-------- Information shown

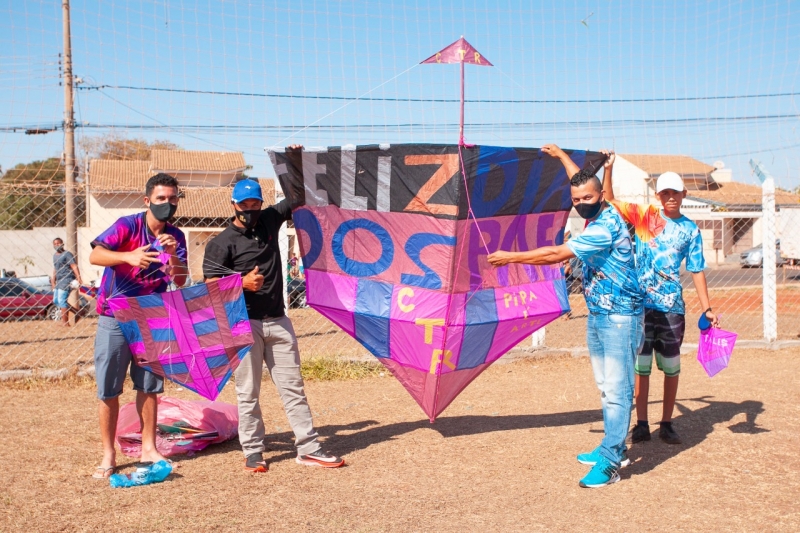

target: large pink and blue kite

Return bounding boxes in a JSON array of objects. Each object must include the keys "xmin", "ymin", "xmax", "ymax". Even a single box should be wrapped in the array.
[{"xmin": 270, "ymin": 144, "xmax": 606, "ymax": 420}]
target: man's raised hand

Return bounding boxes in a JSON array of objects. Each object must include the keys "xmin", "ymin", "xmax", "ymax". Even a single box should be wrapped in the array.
[
  {"xmin": 601, "ymin": 149, "xmax": 616, "ymax": 169},
  {"xmin": 540, "ymin": 144, "xmax": 565, "ymax": 159}
]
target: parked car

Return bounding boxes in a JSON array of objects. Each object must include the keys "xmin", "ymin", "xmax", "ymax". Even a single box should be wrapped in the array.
[
  {"xmin": 0, "ymin": 277, "xmax": 58, "ymax": 321},
  {"xmin": 740, "ymin": 240, "xmax": 784, "ymax": 268},
  {"xmin": 286, "ymin": 277, "xmax": 307, "ymax": 308},
  {"xmin": 19, "ymin": 275, "xmax": 52, "ymax": 293},
  {"xmin": 0, "ymin": 277, "xmax": 91, "ymax": 322}
]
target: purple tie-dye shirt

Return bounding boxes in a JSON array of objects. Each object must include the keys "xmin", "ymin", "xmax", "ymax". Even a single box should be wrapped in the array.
[{"xmin": 91, "ymin": 211, "xmax": 187, "ymax": 317}]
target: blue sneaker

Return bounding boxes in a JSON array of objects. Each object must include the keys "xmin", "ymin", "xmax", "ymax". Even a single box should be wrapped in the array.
[
  {"xmin": 576, "ymin": 448, "xmax": 630, "ymax": 467},
  {"xmin": 579, "ymin": 458, "xmax": 620, "ymax": 488}
]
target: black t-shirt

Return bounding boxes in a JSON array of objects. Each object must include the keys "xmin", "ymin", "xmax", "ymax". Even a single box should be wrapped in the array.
[{"xmin": 202, "ymin": 200, "xmax": 292, "ymax": 320}]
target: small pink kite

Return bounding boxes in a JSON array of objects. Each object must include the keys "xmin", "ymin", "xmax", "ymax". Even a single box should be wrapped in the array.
[{"xmin": 697, "ymin": 327, "xmax": 737, "ymax": 377}]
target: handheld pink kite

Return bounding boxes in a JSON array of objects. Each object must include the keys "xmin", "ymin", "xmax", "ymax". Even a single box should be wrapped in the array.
[
  {"xmin": 108, "ymin": 274, "xmax": 254, "ymax": 400},
  {"xmin": 697, "ymin": 327, "xmax": 737, "ymax": 378}
]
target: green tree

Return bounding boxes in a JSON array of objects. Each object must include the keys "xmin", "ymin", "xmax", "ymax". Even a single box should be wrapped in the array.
[{"xmin": 0, "ymin": 158, "xmax": 86, "ymax": 230}]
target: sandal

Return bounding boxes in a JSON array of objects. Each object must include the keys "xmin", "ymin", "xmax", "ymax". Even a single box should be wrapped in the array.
[{"xmin": 92, "ymin": 466, "xmax": 116, "ymax": 479}]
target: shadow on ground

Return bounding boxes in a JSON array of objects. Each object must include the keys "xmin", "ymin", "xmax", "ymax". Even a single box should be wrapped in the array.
[
  {"xmin": 623, "ymin": 396, "xmax": 768, "ymax": 478},
  {"xmin": 160, "ymin": 396, "xmax": 766, "ymax": 472}
]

----------------

• What is required
Starting at the first line of the material, output exactly the lines up to and including the one with "target: handheld pink kite". Do not include the pictures.

• Answer to the exercise
target: large pink and blue kite

Return bounding boxes in a JSON array of objects. Each object must include the keys "xmin", "ymin", "xmax", "ymax". Even a single box should be wrapped in the array.
[{"xmin": 270, "ymin": 144, "xmax": 606, "ymax": 420}]
target: man's raised hand

Return bounding boxes in a JSON array of objects. Each object must include the keys "xmin", "ymin", "xmax", "ymax". Even a single box should be wrapped in the array.
[
  {"xmin": 601, "ymin": 149, "xmax": 616, "ymax": 169},
  {"xmin": 540, "ymin": 144, "xmax": 565, "ymax": 159}
]
target: parked car

Return bounding boxes in a JSON array of objects. Each object must include the keys "xmin", "ymin", "xmax", "ymax". Even a single box should be wrapped in the array.
[
  {"xmin": 0, "ymin": 277, "xmax": 58, "ymax": 321},
  {"xmin": 740, "ymin": 240, "xmax": 784, "ymax": 268},
  {"xmin": 286, "ymin": 277, "xmax": 307, "ymax": 308},
  {"xmin": 19, "ymin": 275, "xmax": 52, "ymax": 293},
  {"xmin": 0, "ymin": 277, "xmax": 91, "ymax": 322}
]
target: purple tie-dye shirt

Return bounding boxes in a JSON array of objects. Each object must include the keys "xmin", "ymin", "xmax", "ymax". Even a single box should be wrapped in the array.
[{"xmin": 91, "ymin": 211, "xmax": 187, "ymax": 317}]
target: blue sneaker

Return bounding boxes in a JSON array of objects. Each object must include the keys "xmin", "ymin", "xmax", "ymax". Even a single box should be wrapped in the array.
[
  {"xmin": 576, "ymin": 448, "xmax": 630, "ymax": 467},
  {"xmin": 579, "ymin": 458, "xmax": 620, "ymax": 488}
]
target: black t-shirt

Return bounding boxes in a JSON array of objects. Each object must include the keys "xmin", "ymin", "xmax", "ymax". Even a single box should be wrapped in the array.
[{"xmin": 202, "ymin": 200, "xmax": 292, "ymax": 320}]
target: small pink kite

Return bounding boxes in a JSON array of objects. Each object must include the keys "xmin", "ymin", "xmax", "ymax". Even a single box should be wrapped in the array.
[{"xmin": 697, "ymin": 327, "xmax": 737, "ymax": 377}]
target: handheld pink kite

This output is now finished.